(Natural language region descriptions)
+++
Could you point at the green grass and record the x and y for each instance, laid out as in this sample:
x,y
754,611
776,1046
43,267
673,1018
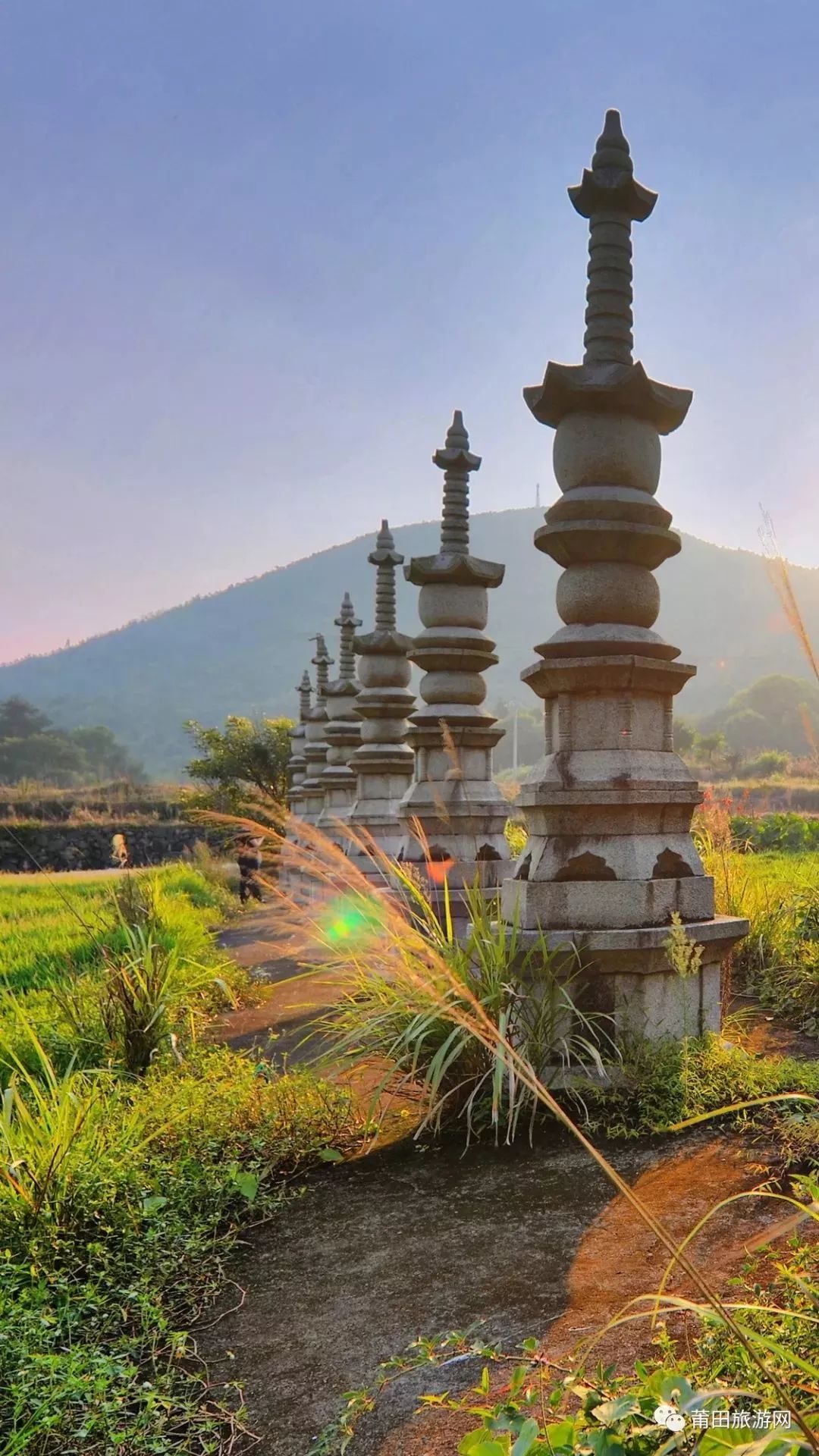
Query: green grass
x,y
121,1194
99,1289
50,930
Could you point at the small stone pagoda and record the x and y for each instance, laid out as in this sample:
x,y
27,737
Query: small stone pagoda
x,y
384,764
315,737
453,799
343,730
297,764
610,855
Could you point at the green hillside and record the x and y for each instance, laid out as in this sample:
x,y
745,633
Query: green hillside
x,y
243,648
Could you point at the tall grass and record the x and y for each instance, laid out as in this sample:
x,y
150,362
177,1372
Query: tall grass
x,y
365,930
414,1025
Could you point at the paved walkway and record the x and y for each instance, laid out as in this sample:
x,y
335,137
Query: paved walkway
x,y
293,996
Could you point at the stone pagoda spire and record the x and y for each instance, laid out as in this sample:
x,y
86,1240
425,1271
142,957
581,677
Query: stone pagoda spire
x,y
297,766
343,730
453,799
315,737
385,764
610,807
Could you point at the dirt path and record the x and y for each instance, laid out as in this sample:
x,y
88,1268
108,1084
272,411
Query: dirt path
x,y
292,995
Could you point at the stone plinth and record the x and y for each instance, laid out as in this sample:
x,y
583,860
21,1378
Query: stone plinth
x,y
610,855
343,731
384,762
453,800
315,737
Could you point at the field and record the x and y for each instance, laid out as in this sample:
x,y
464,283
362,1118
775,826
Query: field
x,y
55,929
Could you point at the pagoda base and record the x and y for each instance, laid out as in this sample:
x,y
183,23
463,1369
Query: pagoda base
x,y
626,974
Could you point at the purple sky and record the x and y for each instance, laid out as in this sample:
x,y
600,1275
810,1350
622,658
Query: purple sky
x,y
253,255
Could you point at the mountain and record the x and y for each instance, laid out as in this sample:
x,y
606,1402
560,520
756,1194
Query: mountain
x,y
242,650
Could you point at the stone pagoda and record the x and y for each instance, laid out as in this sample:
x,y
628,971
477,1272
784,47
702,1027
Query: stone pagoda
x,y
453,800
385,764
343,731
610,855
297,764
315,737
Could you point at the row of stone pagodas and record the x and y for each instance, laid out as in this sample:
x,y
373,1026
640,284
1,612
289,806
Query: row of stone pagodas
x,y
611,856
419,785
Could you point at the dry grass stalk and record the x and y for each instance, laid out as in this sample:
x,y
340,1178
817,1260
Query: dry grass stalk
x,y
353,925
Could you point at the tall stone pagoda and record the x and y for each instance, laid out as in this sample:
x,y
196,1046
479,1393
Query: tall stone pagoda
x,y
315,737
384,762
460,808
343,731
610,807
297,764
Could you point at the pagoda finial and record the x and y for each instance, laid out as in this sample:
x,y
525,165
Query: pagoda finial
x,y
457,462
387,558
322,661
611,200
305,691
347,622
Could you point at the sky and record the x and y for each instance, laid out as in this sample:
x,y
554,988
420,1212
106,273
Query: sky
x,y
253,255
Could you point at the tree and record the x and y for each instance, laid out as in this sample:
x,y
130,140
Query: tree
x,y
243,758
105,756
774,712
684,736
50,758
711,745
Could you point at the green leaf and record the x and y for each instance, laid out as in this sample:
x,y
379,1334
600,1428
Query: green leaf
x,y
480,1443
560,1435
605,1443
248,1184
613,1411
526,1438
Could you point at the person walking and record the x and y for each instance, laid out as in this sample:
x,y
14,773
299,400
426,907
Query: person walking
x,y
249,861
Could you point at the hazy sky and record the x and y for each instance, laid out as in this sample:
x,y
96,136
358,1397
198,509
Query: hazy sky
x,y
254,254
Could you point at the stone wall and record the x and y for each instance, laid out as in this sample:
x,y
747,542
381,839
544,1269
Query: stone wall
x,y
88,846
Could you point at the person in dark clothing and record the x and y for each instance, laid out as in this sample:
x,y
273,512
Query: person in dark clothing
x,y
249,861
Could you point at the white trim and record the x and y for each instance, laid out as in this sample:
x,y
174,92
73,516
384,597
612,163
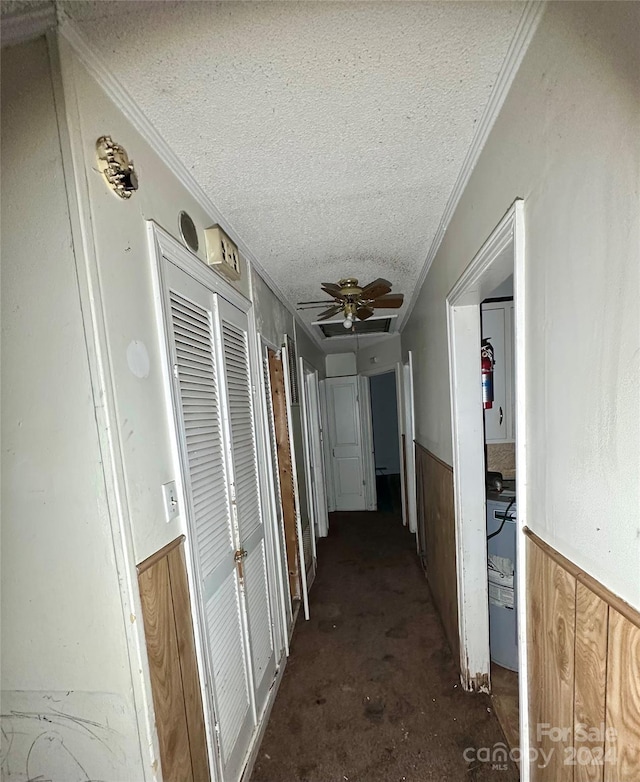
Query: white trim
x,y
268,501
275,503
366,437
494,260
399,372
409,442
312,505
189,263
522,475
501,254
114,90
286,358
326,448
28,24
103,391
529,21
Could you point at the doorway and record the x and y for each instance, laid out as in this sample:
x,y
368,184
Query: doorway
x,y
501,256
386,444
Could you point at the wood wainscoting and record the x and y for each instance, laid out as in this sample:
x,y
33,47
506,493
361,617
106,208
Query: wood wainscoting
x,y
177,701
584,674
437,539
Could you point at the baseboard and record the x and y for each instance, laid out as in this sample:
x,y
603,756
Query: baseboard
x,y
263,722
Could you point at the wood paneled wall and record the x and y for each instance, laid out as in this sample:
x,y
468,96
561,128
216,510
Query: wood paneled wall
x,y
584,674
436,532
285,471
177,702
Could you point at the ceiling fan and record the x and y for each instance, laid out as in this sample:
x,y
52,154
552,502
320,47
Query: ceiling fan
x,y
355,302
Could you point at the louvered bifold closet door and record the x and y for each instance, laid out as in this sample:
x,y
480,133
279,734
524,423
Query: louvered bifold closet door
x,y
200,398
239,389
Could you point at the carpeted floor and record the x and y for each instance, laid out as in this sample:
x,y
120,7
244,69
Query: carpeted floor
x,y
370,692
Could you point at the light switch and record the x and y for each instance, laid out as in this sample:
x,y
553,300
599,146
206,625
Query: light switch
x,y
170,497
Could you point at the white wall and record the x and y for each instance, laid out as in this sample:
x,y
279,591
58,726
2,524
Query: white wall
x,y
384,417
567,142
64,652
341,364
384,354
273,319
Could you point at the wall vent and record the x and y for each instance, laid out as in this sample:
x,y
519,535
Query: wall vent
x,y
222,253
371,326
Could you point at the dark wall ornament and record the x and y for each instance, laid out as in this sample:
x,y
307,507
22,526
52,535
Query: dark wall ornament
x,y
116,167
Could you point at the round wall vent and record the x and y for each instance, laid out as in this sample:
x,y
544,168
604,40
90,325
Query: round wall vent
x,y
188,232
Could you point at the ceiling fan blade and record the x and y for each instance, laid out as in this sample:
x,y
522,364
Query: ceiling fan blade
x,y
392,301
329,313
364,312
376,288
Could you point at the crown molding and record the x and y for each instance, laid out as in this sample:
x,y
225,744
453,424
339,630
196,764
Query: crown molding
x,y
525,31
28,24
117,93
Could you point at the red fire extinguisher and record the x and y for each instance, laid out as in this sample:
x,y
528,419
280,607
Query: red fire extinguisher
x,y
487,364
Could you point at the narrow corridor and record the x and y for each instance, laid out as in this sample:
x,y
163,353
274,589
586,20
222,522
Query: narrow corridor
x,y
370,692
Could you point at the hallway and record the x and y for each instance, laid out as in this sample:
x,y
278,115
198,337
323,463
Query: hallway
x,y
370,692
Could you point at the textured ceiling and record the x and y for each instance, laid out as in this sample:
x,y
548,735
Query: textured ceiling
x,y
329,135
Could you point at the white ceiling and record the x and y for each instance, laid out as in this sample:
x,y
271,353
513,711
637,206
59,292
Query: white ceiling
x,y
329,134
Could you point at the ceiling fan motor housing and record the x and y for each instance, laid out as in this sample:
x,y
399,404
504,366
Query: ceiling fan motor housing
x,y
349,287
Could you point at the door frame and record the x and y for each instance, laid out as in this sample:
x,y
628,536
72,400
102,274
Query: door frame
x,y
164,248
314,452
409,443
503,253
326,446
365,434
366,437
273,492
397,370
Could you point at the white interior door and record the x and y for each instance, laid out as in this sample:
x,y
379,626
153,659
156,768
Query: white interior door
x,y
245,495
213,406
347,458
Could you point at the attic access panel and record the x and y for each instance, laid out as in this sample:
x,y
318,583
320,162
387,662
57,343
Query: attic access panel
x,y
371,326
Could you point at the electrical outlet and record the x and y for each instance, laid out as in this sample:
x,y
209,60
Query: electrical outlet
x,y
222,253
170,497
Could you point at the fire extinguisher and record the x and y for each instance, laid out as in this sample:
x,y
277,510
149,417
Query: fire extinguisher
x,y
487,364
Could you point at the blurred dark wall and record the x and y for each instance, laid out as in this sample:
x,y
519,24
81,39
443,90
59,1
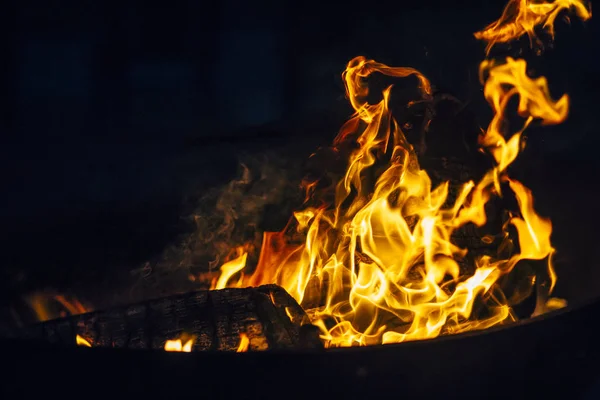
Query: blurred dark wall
+++
### [WHAT TO PRODUCE]
Take every line above carrying "blurred" and return it.

### [EXERCISE SOLUTION]
Could you point at the blurred dark wall and record the x and y for each instance, laid out as in this sample:
Query: blurred dark wall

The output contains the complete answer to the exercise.